* [Provided information]:
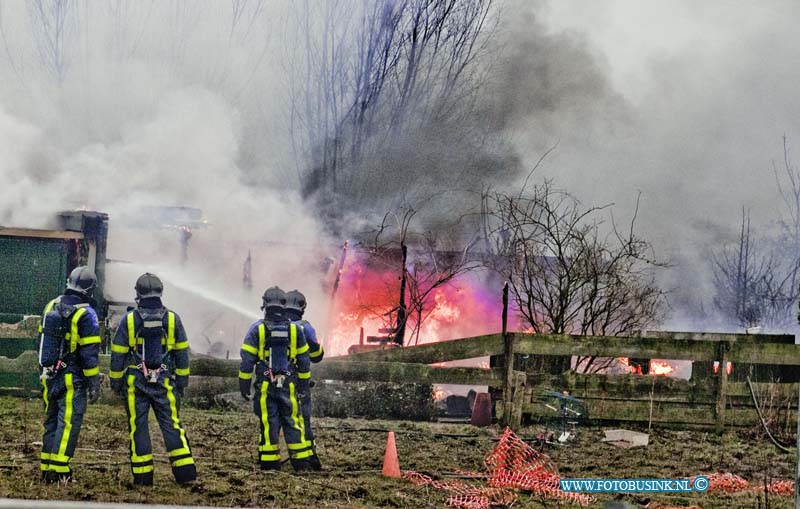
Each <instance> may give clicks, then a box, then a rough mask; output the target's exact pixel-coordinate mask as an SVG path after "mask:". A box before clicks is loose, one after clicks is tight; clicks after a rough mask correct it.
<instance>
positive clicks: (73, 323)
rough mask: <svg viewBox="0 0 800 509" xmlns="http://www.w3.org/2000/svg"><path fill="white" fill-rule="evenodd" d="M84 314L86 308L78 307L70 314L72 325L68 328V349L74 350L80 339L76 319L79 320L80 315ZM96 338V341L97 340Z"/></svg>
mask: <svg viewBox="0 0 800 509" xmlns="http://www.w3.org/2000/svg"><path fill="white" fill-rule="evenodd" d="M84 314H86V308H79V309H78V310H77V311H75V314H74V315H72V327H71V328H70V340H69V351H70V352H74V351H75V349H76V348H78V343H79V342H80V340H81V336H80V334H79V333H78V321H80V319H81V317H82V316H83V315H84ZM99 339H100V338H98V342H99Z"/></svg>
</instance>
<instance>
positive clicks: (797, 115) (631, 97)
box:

* [Task requirements]: Print the lines of the material, exactly and only, from the line that contains "</instance>" down to and including the final line.

* [Finished exercise]:
</instance>
<instance>
positive clicks: (797, 115) (631, 97)
box:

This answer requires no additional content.